[Stored records]
------------------------
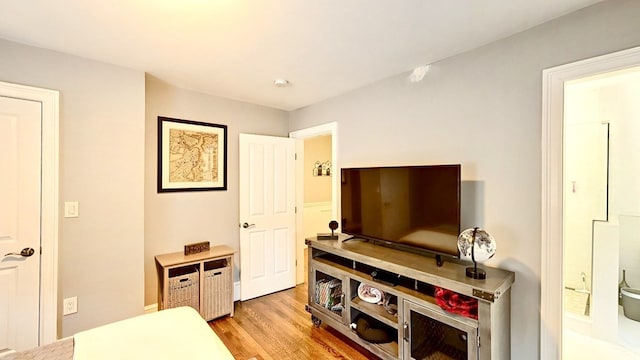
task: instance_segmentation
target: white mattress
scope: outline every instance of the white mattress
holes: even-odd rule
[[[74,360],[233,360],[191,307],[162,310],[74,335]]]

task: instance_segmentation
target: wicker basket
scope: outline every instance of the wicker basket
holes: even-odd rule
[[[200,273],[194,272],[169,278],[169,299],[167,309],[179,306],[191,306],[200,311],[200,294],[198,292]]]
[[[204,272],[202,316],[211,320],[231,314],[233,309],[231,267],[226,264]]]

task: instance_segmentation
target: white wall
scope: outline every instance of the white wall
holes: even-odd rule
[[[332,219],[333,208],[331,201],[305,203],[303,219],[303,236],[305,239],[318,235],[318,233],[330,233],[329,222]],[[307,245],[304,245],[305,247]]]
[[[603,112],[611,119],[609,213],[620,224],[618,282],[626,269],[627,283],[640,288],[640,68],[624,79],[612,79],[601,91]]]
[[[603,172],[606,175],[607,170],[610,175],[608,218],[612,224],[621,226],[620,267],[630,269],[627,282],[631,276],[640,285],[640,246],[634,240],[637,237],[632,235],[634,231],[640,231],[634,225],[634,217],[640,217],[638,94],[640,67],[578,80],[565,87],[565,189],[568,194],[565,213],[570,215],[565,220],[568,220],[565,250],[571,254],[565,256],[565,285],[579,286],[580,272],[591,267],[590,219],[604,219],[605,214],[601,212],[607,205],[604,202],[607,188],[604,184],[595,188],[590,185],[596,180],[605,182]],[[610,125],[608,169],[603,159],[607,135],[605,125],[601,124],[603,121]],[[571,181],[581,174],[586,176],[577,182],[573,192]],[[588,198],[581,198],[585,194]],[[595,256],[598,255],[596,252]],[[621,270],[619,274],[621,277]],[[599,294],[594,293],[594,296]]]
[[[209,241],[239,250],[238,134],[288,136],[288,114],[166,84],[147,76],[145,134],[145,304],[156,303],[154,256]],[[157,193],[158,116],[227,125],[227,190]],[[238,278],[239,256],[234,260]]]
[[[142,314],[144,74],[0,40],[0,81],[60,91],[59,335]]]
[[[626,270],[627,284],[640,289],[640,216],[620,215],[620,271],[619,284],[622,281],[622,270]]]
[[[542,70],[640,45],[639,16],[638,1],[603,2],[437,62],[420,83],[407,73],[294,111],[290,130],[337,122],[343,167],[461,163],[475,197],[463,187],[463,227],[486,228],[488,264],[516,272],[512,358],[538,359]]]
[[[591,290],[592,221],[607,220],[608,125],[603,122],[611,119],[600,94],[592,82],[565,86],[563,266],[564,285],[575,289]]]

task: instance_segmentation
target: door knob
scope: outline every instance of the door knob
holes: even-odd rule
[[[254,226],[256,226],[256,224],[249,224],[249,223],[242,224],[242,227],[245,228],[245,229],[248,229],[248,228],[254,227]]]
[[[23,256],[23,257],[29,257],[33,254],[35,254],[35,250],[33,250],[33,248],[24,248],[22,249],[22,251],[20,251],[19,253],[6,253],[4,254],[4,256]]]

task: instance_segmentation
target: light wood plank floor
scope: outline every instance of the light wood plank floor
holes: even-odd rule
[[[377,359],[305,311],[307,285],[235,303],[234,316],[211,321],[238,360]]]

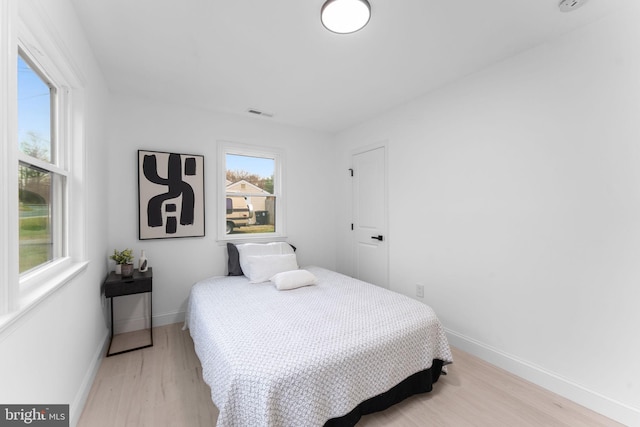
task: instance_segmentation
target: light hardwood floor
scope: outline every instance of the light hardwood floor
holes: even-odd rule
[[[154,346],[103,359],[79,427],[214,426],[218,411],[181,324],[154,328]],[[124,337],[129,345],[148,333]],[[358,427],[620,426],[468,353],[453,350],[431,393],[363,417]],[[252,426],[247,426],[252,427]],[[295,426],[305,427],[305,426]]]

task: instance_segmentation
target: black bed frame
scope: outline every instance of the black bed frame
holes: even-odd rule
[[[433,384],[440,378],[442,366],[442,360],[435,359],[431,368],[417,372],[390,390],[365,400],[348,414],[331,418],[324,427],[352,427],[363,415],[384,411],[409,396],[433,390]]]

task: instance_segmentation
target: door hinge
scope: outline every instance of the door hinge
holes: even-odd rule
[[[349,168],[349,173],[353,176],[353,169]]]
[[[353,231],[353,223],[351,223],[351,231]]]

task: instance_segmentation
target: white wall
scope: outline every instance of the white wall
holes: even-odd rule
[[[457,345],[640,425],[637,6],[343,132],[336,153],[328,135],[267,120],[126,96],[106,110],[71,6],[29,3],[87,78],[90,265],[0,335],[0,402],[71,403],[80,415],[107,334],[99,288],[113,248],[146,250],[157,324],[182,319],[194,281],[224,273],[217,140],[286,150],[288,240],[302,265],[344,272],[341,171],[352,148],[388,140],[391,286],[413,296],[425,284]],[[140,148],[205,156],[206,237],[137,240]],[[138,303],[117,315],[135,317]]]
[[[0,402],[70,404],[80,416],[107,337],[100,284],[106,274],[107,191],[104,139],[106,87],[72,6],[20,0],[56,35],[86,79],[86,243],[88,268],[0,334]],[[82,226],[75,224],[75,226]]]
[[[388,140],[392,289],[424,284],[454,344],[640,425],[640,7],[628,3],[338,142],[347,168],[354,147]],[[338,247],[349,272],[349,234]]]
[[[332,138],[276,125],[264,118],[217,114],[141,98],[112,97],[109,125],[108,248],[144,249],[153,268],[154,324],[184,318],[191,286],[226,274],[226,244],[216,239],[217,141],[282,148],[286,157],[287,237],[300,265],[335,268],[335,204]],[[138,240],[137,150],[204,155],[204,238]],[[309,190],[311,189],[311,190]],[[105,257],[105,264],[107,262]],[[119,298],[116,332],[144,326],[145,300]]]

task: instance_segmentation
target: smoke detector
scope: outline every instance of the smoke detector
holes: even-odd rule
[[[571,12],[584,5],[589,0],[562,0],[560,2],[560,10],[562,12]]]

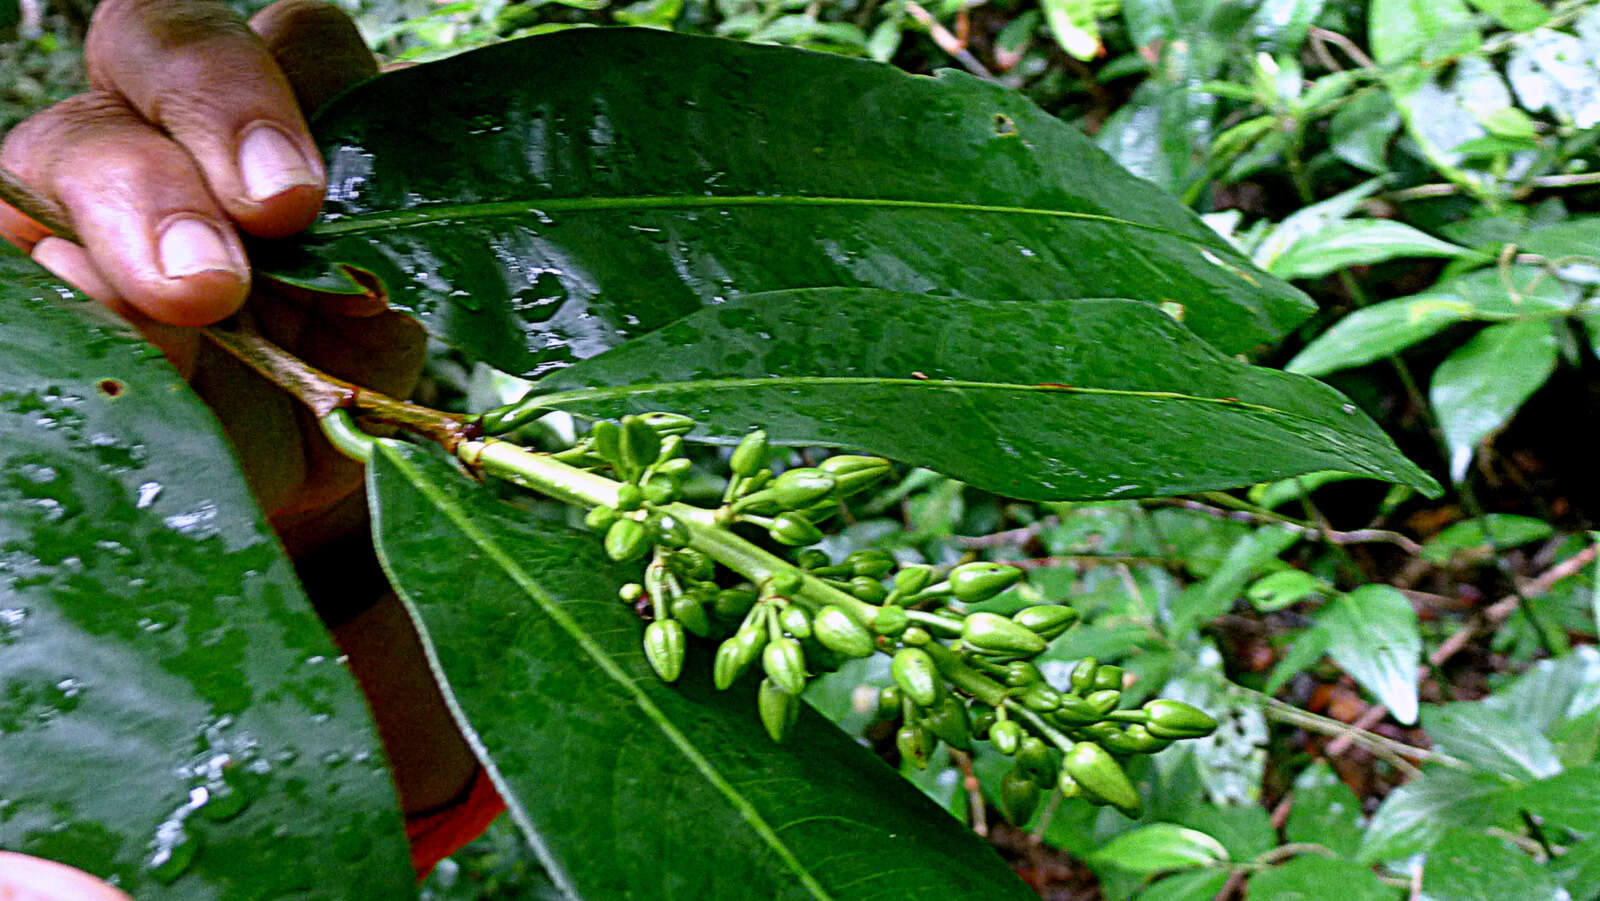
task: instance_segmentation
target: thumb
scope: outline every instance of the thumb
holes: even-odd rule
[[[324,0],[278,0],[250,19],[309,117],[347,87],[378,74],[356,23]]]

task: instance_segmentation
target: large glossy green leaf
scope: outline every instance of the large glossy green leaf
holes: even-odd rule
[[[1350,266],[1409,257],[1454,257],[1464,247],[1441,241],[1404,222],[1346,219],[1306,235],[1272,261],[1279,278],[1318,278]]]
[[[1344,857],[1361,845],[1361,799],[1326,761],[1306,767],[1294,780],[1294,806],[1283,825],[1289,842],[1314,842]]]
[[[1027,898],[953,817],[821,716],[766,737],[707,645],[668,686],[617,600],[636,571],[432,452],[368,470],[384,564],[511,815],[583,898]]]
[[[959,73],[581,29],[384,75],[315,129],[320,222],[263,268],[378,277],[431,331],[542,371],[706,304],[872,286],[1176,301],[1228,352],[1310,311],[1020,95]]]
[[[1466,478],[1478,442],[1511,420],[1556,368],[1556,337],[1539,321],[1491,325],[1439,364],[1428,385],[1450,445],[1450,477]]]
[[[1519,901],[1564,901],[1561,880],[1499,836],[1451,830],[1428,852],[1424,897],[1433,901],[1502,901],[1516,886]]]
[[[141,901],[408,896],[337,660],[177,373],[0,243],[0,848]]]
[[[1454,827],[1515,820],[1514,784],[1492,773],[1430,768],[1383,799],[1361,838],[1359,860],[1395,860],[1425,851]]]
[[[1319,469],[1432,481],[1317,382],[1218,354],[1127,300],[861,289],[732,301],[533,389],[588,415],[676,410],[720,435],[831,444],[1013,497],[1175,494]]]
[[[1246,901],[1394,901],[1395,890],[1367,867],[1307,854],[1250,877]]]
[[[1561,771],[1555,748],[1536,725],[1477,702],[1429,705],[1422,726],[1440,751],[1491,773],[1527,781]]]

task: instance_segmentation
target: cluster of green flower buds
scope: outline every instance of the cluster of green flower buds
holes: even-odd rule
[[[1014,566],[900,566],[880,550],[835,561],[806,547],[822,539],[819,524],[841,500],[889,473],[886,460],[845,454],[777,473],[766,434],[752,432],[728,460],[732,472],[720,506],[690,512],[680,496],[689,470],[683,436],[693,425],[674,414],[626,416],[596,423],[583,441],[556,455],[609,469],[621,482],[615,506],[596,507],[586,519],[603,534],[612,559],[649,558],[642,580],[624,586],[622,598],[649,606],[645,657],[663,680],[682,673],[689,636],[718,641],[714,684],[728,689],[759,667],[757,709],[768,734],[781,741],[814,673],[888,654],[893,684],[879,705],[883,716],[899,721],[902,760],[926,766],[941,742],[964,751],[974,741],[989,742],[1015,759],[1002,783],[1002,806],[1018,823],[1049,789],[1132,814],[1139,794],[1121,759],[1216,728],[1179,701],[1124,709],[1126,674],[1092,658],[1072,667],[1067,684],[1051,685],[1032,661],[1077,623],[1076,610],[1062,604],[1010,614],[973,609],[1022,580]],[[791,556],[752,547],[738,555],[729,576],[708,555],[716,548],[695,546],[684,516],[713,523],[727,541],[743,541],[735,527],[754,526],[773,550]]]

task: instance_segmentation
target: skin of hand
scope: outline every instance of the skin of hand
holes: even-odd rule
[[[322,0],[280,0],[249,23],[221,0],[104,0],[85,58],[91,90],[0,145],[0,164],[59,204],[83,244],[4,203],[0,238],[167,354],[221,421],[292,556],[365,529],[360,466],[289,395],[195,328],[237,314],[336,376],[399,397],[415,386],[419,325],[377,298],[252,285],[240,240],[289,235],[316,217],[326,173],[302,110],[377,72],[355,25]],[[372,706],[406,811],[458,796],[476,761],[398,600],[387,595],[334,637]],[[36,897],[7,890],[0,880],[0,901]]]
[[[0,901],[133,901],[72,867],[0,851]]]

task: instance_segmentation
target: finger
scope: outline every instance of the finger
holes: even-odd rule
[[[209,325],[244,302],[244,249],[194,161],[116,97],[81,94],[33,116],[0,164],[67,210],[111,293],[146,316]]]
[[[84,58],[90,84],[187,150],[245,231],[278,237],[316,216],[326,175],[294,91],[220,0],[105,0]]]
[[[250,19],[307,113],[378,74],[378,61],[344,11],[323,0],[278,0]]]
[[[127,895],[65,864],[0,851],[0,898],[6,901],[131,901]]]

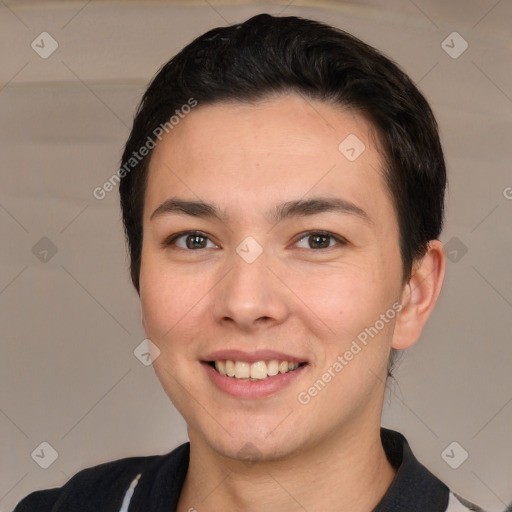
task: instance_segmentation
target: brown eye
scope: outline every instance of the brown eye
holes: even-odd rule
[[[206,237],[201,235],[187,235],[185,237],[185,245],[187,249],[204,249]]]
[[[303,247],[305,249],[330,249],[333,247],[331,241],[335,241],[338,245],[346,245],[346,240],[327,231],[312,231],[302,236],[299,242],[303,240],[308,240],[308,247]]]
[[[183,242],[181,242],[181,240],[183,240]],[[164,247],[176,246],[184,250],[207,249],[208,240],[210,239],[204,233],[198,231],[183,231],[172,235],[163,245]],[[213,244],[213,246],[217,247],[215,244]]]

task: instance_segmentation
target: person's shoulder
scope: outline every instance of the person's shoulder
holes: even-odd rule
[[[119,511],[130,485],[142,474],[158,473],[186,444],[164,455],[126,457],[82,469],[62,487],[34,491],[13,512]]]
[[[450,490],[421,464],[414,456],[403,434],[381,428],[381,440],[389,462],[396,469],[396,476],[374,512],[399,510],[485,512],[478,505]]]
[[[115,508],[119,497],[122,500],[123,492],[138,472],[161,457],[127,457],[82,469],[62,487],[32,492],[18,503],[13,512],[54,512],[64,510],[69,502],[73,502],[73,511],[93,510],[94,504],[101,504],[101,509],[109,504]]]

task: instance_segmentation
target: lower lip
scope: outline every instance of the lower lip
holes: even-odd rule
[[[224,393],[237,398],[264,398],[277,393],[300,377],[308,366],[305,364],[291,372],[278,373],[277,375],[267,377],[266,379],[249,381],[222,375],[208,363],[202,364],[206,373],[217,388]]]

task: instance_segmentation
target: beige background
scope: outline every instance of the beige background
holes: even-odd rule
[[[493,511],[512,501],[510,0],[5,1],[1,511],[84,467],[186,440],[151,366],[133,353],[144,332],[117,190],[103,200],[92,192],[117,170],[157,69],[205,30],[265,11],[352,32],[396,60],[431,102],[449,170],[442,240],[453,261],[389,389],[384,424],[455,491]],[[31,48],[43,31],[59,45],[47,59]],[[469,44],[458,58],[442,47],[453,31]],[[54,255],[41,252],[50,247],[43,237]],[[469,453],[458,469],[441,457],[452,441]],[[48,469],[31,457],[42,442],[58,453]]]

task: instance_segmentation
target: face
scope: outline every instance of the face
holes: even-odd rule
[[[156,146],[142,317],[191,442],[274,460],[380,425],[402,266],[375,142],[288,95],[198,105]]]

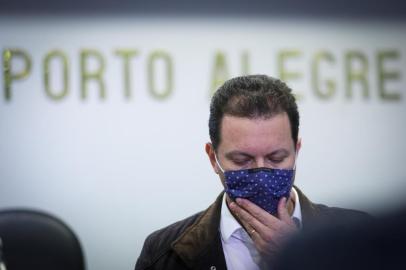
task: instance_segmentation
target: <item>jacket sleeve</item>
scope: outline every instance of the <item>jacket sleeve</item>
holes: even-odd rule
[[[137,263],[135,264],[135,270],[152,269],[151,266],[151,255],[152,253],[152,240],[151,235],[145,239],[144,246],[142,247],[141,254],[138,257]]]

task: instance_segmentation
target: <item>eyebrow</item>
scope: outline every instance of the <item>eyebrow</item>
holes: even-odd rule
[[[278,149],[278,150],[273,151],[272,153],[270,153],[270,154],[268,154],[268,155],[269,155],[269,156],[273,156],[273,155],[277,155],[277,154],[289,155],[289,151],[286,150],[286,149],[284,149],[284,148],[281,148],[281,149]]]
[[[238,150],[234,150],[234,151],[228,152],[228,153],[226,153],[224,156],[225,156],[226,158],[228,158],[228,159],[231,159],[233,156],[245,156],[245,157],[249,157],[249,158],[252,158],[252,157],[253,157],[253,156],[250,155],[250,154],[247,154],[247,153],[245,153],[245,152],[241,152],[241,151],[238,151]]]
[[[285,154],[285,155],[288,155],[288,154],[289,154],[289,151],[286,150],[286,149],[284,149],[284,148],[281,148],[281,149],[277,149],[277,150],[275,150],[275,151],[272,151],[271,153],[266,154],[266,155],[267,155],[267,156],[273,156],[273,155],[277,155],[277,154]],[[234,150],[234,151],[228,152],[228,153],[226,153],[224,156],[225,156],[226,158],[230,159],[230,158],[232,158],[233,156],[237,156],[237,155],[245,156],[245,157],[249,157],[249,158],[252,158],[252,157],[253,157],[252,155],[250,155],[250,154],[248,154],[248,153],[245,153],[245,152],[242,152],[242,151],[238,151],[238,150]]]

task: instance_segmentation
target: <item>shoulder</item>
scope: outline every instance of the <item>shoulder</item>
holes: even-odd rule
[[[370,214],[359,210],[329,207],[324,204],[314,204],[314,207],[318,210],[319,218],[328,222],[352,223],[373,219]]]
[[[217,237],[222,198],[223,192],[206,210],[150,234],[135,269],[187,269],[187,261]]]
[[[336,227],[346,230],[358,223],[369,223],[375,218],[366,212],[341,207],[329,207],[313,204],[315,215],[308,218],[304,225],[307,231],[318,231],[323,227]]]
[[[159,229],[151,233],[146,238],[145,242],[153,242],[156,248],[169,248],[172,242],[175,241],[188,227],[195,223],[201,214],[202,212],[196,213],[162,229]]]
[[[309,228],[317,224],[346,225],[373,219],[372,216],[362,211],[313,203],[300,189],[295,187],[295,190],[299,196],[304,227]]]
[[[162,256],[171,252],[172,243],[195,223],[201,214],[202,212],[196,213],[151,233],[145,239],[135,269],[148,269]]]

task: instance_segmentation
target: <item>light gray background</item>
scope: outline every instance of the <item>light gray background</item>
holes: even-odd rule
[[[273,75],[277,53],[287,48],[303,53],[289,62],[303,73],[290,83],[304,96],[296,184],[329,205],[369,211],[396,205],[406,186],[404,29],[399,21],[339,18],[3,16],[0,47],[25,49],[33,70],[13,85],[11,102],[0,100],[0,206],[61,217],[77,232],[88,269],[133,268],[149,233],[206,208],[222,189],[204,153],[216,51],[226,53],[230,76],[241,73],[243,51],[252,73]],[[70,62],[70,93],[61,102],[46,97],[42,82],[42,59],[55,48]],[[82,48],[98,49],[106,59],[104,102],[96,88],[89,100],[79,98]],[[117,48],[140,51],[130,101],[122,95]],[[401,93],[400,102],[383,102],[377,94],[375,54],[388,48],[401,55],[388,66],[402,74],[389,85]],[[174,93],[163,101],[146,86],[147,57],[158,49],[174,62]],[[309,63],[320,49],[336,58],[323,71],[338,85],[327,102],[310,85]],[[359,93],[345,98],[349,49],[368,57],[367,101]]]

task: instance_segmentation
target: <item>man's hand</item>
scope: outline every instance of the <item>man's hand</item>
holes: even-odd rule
------------------------
Task statement
Scan the records above for the string "item", then select every line that holds it.

Solution for this exercise
target: <item>jacket sleeve</item>
scope: outline every instance of the <item>jacket sleeve</item>
target: <item>eyebrow</item>
scope: outline every instance of the <item>eyebrow</item>
target: <item>shoulder</item>
scope: outline every instance of the <item>shoulder</item>
target: <item>light gray background</item>
scope: outline every instance of the <item>light gray background</item>
target: <item>man's hand</item>
scope: outline every instance of the <item>man's hand</item>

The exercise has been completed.